■ Instructions for the task ■
Among the records below, which lines contain the string "positive"? Report them.

■ Material supplied ■
+++

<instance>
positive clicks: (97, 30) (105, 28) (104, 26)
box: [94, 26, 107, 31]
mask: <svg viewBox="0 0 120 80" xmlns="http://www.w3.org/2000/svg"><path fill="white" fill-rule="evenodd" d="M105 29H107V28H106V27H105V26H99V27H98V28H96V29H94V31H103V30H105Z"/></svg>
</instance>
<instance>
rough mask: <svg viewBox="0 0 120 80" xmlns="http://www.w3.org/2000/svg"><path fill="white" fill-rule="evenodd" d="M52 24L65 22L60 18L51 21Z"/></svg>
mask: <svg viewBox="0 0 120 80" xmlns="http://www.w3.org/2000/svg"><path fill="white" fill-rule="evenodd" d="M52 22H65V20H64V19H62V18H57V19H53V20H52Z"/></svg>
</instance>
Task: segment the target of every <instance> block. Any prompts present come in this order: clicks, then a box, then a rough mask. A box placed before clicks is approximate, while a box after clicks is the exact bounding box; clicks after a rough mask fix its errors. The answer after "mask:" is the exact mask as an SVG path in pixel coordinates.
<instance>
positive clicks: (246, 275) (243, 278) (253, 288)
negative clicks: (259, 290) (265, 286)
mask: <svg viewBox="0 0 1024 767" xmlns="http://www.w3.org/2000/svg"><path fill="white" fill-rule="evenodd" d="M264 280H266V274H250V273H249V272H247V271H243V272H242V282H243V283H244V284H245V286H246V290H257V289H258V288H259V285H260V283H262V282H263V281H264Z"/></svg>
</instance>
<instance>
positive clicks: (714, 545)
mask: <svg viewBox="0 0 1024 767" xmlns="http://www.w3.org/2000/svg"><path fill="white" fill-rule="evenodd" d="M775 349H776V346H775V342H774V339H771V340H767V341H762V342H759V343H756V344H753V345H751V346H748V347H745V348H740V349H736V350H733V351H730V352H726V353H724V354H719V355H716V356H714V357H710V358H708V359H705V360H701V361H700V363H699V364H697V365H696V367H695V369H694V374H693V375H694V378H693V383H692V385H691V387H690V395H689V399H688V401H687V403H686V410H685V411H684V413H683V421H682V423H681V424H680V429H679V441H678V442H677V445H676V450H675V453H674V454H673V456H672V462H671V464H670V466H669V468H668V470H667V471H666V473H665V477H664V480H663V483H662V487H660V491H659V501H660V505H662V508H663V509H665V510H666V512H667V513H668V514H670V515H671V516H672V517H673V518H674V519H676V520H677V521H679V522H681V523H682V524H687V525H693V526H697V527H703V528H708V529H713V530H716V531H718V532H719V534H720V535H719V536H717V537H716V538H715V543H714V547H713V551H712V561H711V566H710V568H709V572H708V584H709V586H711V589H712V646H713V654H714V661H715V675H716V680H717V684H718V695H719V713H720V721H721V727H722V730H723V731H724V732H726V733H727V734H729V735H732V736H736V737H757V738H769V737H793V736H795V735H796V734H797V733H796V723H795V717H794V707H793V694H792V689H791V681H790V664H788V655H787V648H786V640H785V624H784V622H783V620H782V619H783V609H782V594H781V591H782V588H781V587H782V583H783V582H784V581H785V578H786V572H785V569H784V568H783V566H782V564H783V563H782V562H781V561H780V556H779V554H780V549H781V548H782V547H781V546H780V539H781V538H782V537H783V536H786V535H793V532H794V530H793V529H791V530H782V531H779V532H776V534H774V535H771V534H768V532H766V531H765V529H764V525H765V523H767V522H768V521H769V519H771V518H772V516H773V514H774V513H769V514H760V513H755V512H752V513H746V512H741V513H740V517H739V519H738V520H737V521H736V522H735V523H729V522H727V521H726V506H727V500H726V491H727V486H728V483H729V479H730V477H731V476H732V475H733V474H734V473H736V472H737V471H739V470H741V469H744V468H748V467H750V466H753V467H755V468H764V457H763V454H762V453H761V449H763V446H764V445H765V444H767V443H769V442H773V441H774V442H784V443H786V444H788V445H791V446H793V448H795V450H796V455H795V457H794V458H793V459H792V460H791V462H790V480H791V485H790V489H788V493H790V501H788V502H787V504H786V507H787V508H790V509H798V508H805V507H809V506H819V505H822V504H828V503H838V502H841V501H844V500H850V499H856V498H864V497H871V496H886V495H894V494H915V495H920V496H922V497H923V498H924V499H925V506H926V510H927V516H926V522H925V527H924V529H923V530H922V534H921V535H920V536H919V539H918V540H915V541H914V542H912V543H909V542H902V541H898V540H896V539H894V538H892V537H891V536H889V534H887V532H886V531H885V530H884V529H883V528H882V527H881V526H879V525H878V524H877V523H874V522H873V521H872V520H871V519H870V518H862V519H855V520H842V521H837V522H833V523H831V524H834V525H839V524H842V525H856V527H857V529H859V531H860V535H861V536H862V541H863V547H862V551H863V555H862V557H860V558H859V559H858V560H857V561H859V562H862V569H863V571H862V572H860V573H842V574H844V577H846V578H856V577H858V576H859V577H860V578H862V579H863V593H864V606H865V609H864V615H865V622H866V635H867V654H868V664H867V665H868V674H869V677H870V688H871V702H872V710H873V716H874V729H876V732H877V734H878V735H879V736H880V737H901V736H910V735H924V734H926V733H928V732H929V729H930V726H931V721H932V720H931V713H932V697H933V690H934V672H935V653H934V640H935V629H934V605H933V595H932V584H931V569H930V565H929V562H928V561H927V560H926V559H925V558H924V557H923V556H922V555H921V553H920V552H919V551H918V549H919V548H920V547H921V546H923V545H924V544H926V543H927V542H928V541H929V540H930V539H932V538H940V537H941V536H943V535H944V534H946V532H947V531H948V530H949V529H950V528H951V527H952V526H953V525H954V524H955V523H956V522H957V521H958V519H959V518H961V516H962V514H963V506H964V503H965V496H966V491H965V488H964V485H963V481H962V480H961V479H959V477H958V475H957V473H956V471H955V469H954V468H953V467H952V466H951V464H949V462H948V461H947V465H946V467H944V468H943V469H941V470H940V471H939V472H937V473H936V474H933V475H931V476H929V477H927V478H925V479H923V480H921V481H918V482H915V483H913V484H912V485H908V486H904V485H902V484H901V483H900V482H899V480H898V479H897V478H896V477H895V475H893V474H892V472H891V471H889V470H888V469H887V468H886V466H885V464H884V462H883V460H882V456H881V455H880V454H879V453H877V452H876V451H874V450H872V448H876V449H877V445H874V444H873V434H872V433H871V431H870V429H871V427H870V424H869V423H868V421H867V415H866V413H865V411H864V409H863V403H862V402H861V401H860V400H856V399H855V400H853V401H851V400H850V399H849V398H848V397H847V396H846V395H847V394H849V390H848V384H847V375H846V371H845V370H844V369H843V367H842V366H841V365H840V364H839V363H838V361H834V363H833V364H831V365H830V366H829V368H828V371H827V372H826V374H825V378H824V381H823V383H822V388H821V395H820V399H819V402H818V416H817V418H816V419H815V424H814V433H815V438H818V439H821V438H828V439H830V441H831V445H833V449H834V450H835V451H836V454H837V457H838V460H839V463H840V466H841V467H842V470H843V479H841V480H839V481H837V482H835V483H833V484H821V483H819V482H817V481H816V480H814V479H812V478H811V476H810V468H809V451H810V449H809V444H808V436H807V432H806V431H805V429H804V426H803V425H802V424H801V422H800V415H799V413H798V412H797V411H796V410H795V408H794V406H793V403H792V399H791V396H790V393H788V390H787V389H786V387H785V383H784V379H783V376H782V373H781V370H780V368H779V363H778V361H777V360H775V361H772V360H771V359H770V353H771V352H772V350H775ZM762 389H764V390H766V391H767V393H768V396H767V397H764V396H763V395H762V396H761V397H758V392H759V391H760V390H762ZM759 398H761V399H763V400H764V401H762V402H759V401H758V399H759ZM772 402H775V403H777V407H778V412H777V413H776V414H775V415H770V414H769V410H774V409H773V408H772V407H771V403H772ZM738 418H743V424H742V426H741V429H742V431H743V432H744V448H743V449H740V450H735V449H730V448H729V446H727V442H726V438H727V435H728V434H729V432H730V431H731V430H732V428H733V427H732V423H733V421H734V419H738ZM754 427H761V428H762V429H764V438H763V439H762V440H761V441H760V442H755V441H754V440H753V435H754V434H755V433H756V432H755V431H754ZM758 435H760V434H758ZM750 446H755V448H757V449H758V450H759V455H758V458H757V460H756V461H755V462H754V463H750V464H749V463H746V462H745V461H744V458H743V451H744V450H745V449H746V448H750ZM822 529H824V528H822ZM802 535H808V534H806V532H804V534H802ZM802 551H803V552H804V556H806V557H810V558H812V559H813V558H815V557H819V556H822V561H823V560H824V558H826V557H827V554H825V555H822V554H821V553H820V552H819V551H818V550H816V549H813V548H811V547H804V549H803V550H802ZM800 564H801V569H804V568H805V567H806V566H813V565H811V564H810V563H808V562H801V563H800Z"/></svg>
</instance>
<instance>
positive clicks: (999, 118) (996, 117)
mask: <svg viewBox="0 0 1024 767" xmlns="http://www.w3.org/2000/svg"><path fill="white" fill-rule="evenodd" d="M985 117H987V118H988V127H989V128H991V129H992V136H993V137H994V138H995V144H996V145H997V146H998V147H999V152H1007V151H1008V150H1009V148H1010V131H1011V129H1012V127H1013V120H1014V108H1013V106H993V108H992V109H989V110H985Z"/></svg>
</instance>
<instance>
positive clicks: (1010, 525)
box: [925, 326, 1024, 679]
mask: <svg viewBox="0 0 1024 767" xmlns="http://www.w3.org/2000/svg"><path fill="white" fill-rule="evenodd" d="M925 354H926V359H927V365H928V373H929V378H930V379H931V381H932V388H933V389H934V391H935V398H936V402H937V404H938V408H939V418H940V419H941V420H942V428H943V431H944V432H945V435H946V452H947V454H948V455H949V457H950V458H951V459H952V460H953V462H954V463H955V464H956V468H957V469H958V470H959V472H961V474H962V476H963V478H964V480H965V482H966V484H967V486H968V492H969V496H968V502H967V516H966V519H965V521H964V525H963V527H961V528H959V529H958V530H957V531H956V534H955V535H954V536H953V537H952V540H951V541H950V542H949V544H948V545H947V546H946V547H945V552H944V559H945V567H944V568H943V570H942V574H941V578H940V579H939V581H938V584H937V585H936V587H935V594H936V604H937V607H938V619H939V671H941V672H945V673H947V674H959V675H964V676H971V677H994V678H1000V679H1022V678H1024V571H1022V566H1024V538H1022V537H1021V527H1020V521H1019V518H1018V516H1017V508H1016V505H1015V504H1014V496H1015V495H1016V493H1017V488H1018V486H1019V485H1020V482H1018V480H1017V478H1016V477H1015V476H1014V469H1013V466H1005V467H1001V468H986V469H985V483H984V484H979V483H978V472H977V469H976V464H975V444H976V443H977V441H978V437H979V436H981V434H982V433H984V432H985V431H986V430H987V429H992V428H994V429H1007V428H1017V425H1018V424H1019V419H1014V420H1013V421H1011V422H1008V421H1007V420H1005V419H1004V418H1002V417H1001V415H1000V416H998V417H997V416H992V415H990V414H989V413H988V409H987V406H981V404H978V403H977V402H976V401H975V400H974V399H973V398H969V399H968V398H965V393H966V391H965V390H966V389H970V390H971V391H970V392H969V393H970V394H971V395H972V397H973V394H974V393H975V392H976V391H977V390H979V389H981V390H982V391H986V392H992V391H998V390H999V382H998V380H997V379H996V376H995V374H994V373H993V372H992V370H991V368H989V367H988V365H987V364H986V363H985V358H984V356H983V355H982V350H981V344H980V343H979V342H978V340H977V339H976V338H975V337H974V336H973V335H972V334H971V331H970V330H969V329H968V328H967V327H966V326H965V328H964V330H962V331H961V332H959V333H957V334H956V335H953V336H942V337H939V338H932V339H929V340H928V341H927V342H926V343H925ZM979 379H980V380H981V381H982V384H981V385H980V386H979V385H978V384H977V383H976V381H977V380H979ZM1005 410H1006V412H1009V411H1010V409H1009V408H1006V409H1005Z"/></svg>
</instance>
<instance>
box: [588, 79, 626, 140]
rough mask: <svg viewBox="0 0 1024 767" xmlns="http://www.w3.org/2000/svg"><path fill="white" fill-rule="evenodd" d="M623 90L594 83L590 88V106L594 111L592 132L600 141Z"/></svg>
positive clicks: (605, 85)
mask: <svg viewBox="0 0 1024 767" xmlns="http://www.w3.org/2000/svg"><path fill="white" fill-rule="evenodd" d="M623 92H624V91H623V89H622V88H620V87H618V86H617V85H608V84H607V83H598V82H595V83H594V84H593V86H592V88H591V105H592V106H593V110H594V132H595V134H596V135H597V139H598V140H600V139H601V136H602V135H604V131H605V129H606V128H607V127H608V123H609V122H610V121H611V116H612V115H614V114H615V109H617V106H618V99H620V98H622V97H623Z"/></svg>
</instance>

+++

■ Expected answer ■
positive clicks: (97, 30) (105, 28) (104, 26)
positive clicks: (246, 275) (243, 278) (253, 288)
positive clicks: (714, 545)
positive clicks: (999, 118) (996, 117)
positive clicks: (1010, 525)
positive clicks: (605, 85)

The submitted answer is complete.